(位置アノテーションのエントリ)

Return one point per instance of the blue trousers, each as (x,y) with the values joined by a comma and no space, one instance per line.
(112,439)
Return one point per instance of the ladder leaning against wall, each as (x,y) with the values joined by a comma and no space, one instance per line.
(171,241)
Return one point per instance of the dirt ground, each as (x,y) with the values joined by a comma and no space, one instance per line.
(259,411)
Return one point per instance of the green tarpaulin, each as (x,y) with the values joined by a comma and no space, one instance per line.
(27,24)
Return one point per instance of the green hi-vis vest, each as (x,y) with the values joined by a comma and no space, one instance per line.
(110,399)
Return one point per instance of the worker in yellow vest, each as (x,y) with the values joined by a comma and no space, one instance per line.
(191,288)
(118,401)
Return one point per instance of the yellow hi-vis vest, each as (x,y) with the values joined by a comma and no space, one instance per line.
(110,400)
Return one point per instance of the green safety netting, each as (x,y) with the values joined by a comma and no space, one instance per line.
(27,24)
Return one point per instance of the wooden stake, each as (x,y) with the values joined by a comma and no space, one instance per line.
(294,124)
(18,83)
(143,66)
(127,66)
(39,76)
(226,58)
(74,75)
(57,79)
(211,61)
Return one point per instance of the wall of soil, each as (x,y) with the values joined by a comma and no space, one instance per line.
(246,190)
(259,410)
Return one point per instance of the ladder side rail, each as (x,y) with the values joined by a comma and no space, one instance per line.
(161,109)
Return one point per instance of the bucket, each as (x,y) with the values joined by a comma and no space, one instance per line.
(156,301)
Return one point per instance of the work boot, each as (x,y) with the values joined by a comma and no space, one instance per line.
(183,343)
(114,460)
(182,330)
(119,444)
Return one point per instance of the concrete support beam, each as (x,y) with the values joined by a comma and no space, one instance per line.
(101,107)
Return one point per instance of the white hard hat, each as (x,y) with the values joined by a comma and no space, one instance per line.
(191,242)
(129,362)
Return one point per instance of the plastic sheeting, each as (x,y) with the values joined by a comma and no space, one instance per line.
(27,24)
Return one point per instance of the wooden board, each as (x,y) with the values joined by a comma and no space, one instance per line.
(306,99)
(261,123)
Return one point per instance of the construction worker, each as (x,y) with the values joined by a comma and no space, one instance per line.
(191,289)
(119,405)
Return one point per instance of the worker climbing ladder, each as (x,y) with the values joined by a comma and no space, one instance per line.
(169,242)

**課題**
「Return one point per instance of the white」を含む行から始めてエントリの末尾で終わる各行のみを、指示文も含めて書き直してください。その際、回答中の座標値をすべて0.4倍に縮尺し、整数に丸めてください（端数0.5は切り上げ）。

**実行結果**
Return one point per instance of the white hard hat, each as (x,y) with the values joined by a comma and no space, one instance per line.
(76,97)
(52,145)
Return one point per instance of the plastic sheeting, each as (x,y) with the values joined by a comma and no space, one instance per line.
(11,10)
Return one point per instance of the wooden board, each as (x,y) with the values joined by a comma and no space, one instance per line.
(122,40)
(104,49)
Return one point per instance of the construction worker, each as (x,y) with the values joined by a comma and no space, one instance per line.
(76,116)
(48,162)
Return one point per instance of the worker climbing ladder, each as (x,y) with the values joined by a comma and no space, one instance per line.
(68,97)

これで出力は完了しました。